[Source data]
※
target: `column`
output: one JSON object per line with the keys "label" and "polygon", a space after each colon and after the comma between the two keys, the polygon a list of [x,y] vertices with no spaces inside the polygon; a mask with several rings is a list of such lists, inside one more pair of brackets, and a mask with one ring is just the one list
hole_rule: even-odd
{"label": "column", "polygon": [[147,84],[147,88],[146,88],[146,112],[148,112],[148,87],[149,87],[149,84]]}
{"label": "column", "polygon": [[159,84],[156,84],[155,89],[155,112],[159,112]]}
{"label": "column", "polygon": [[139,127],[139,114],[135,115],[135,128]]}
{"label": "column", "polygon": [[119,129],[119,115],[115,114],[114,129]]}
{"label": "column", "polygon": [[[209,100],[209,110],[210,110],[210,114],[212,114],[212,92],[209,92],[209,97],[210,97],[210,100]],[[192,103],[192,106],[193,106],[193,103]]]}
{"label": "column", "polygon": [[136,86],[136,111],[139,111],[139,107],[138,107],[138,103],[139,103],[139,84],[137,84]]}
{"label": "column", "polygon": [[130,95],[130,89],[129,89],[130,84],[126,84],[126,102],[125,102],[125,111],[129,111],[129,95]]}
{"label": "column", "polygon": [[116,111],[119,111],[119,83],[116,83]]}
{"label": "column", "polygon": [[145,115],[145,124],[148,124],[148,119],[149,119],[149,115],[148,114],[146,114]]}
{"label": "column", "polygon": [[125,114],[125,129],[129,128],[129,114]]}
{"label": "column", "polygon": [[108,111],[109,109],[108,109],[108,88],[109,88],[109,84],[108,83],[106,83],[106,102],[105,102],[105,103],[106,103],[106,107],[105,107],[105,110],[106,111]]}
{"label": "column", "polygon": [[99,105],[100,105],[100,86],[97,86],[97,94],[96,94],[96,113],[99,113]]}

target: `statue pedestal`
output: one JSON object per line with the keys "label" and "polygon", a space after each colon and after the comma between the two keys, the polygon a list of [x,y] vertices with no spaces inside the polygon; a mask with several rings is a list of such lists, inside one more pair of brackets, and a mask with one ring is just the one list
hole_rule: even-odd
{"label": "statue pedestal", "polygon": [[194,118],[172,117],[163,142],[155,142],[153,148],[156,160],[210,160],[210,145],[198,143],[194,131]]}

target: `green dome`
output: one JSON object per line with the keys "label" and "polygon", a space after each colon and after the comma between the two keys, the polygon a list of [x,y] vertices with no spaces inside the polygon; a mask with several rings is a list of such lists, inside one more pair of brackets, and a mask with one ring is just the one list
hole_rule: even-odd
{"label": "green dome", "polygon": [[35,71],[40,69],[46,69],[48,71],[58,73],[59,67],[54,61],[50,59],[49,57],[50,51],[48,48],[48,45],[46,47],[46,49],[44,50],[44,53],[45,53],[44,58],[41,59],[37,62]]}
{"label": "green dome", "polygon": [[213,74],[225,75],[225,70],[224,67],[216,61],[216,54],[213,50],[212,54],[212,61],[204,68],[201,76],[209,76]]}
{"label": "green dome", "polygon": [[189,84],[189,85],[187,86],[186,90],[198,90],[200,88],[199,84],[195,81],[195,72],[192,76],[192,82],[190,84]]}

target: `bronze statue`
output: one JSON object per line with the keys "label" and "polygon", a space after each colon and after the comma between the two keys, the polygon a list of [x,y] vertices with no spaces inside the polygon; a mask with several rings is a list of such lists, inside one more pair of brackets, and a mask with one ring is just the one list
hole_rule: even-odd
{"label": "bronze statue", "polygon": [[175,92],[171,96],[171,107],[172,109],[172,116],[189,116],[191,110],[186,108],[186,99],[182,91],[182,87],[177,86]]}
※
# [Exercise brief]
Every line above should be retyped exactly as given.

# [Output for this exercise]
target: `column`
output: one JSON object per line with the keys "label" and "polygon", a space after each colon and after the comma between the two keys, the polygon a list of [x,y] vertices with no spaces inside the polygon; a mask with several rings is a list of such lists, inside one more pair of brackets, and a mask with one ring is just the one list
hole_rule: even-odd
{"label": "column", "polygon": [[147,84],[147,88],[146,88],[146,112],[148,112],[148,87],[149,87],[149,84]]}
{"label": "column", "polygon": [[159,84],[156,84],[155,89],[155,112],[159,112]]}
{"label": "column", "polygon": [[139,127],[139,114],[135,115],[135,128]]}
{"label": "column", "polygon": [[119,129],[119,115],[115,114],[114,129]]}
{"label": "column", "polygon": [[[209,100],[209,110],[210,110],[210,114],[212,114],[212,92],[209,92],[209,97],[210,97],[210,100]],[[192,103],[192,106],[193,106],[193,103]]]}
{"label": "column", "polygon": [[136,86],[136,111],[139,111],[139,107],[138,107],[138,103],[139,103],[139,84],[137,84]]}
{"label": "column", "polygon": [[130,95],[130,89],[129,89],[130,84],[126,84],[126,102],[125,102],[125,111],[129,111],[129,95]]}
{"label": "column", "polygon": [[116,111],[119,111],[119,83],[116,83]]}
{"label": "column", "polygon": [[145,115],[145,124],[148,124],[148,119],[149,119],[149,115],[148,114],[146,114]]}
{"label": "column", "polygon": [[125,114],[125,129],[129,128],[129,114]]}
{"label": "column", "polygon": [[108,111],[109,109],[108,109],[108,88],[109,88],[109,84],[108,83],[106,83],[106,102],[105,102],[105,103],[106,103],[106,107],[105,107],[105,110],[106,111]]}
{"label": "column", "polygon": [[99,105],[100,105],[100,86],[97,86],[97,94],[96,94],[96,113],[99,113]]}

target: `statue pedestal`
output: one JSON object per line with the keys "label" and "polygon", a space after each colon and after the comma between the two keys, the polygon a list of [x,y] vertices with no spaces inside the polygon; a mask with several rings is a list of such lists, inside one more pair of brackets, and a mask with one ring is just the one list
hole_rule: even-odd
{"label": "statue pedestal", "polygon": [[194,118],[172,117],[163,142],[155,142],[153,148],[156,160],[210,160],[210,145],[198,143],[194,131]]}

target: `green dome`
output: one JSON object per line with the keys "label" and "polygon", a space after each colon and after the comma between the two keys, the polygon a list of [x,y] vertices with no spaces inside the polygon; a mask with several rings is a list of such lists, inside one more pair of brackets, and a mask with one ring is just the one list
hole_rule: even-odd
{"label": "green dome", "polygon": [[35,71],[40,69],[46,69],[48,71],[58,73],[59,67],[54,61],[50,59],[49,57],[50,51],[48,48],[48,45],[46,47],[46,49],[44,50],[44,53],[45,53],[44,58],[41,59],[37,62]]}
{"label": "green dome", "polygon": [[213,74],[225,75],[225,70],[224,67],[216,61],[216,54],[213,50],[212,54],[212,61],[204,68],[201,76],[209,76]]}
{"label": "green dome", "polygon": [[189,84],[189,85],[187,86],[186,90],[198,90],[200,88],[199,84],[195,81],[195,72],[192,76],[192,82],[190,84]]}

target: `bronze statue`
output: one JSON object per line with the keys "label" and "polygon", a space after each colon and after the comma between the two keys, the polygon a list of [x,y] vertices with no spaces inside the polygon; a mask with several rings is a list of such lists, inside one more pair of brackets, and a mask with one ring is just the one list
hole_rule: even-odd
{"label": "bronze statue", "polygon": [[175,92],[171,96],[171,107],[172,109],[172,116],[189,116],[191,110],[186,108],[186,99],[182,91],[182,87],[177,86]]}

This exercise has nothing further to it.